Pull every line of the data below word for word, omitting the pictures.

* Start DATA *

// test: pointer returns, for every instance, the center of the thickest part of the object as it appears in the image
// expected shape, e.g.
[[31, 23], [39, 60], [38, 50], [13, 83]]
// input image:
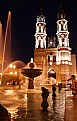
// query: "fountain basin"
[[31, 73]]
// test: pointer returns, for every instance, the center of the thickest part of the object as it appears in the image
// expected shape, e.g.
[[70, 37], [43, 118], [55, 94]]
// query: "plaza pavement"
[[70, 107]]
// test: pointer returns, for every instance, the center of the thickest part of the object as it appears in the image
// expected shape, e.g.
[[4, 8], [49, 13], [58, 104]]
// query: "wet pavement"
[[25, 106], [71, 107]]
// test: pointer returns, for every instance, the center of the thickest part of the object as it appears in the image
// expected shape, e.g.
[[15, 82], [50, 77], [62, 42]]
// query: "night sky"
[[24, 13]]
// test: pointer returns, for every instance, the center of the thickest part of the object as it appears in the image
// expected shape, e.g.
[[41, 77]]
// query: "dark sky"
[[24, 13]]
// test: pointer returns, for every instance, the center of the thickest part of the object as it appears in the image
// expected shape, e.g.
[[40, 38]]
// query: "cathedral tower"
[[64, 51]]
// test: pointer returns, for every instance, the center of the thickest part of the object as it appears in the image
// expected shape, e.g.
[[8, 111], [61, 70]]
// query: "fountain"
[[31, 72]]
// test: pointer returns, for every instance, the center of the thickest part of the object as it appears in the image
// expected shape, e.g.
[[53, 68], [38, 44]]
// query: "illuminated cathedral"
[[54, 55]]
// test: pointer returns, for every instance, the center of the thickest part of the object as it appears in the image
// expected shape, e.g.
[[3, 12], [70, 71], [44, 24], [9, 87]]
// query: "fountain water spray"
[[6, 49]]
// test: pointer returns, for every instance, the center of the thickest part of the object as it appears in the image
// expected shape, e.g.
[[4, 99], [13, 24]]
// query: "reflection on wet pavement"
[[27, 106]]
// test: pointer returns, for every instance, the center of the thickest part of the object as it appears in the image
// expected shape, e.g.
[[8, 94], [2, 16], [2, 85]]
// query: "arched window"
[[54, 58]]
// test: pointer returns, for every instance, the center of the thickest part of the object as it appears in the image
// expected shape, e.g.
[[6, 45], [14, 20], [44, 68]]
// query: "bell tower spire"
[[40, 35], [62, 29]]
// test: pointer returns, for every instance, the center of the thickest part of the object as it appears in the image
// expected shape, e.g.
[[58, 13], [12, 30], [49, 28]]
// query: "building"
[[55, 58]]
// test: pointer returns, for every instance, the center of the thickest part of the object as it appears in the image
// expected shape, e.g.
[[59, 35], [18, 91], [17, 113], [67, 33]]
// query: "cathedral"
[[54, 55]]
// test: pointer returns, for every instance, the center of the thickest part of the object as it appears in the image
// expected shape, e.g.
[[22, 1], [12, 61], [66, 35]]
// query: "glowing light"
[[11, 66], [50, 63], [62, 62], [15, 73], [57, 63], [32, 60], [14, 66]]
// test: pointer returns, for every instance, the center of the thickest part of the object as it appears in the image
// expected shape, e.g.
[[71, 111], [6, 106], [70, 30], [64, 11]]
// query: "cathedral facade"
[[56, 60]]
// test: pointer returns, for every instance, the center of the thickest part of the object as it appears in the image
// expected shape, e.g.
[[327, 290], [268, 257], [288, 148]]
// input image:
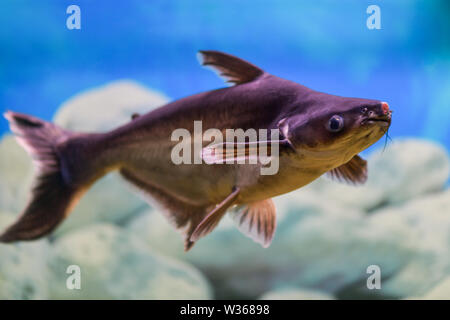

* End DATA *

### FULL OUTPUT:
// test: pointer returns, for every instance, the center of the thickest part of the object as it appears in the image
// expected shape, e.g.
[[31, 23], [39, 60], [38, 50], [13, 83]]
// input image:
// query: "fountain basin"
[[31, 73]]
// test: pointer returns, for every instance, the center of the thickest part of the object as it appears in the image
// expected shape, e.g.
[[70, 37], [43, 118], [55, 94]]
// query: "plaza pavement"
[[70, 107]]
// test: pointer returns, for every instance, the center of the thickest part of the object as it appears in the image
// expected shape, e.g.
[[4, 8], [49, 13], [58, 104]]
// query: "wet pavement"
[[25, 106], [71, 107]]
// test: pointer returns, for every instance, the center of the thickest part of the object as it appears in the image
// expected shape, e.g.
[[15, 82], [50, 77], [62, 42]]
// query: "night sky"
[[24, 13]]
// test: pointer returns, for every instance, the center of the thickest part of the object as it appears in the image
// expected shape, e.g.
[[41, 77]]
// query: "dark sky"
[[24, 13]]
// test: pointer returns, for every instance, the center of the thickest part of the object as it appears in the image
// expected shape, e.g.
[[40, 38]]
// query: "cathedral tower"
[[64, 51]]
// test: pointer returns, for every instance, the center of the thickest part of the object as it appears in the image
// expected shape, e.g.
[[8, 111], [61, 70]]
// query: "fountain"
[[31, 72]]
// test: pointer returns, for every instance, the center of the thickest part of the object as it appears in the image
// expected shape, e.g.
[[53, 68], [38, 44]]
// query: "illuminated cathedral"
[[54, 55]]
// test: pointer returns, for every instance, the center of the thickest part of the object as it appears in the image
// expected shape, e.g.
[[3, 12], [70, 71], [44, 24], [9, 87]]
// query: "fountain water spray"
[[6, 49]]
// test: pointer returns, for every instance, the center of the thickest part of the object as it appears in the image
// expected shape, e.g.
[[4, 99], [13, 24]]
// query: "reflection on wet pavement"
[[27, 106]]
// test: pointer returns, for every instance, the center of the thickest part of the object as it appears in the image
// expected shape, e.g.
[[8, 94], [2, 16], [2, 85]]
// query: "arched window"
[[54, 58]]
// test: pointer returns, for every instance, the center of the thickest part of the object as it appears in the image
// expected shape, e.g.
[[6, 45], [14, 20], [44, 68]]
// query: "bell tower spire"
[[40, 35], [62, 29]]
// test: pointer returns, for every instance, the center of the thickest part of the object as it appears in the image
// expected shape, e.g.
[[58, 13], [12, 30], [49, 28]]
// query: "building"
[[55, 58]]
// test: pointer returns, for every instance, the center of the thickest part of the object as it appears in the image
// expected shape, e.g.
[[59, 35], [18, 91], [17, 113], [67, 33]]
// query: "cathedral"
[[54, 55]]
// test: pointer returns, for every instance, the center of the thickest part of the object as it appears in the image
// expected shape, e.g.
[[22, 1], [12, 61], [66, 35]]
// query: "glowing light"
[[11, 66], [50, 63], [62, 62], [15, 73], [57, 63], [32, 60], [14, 66]]
// test: pointer returns, for every instance, the center of the thickest part of the object as it appears in the image
// expected shape, e.g.
[[71, 111], [6, 106], [70, 30], [64, 11]]
// query: "cathedral facade"
[[56, 60]]
// test: pointer returns, for every instance, the center of the thickest part of the object as it appears in the image
// expected shape, e.g.
[[327, 290], [268, 257], [288, 148]]
// input image:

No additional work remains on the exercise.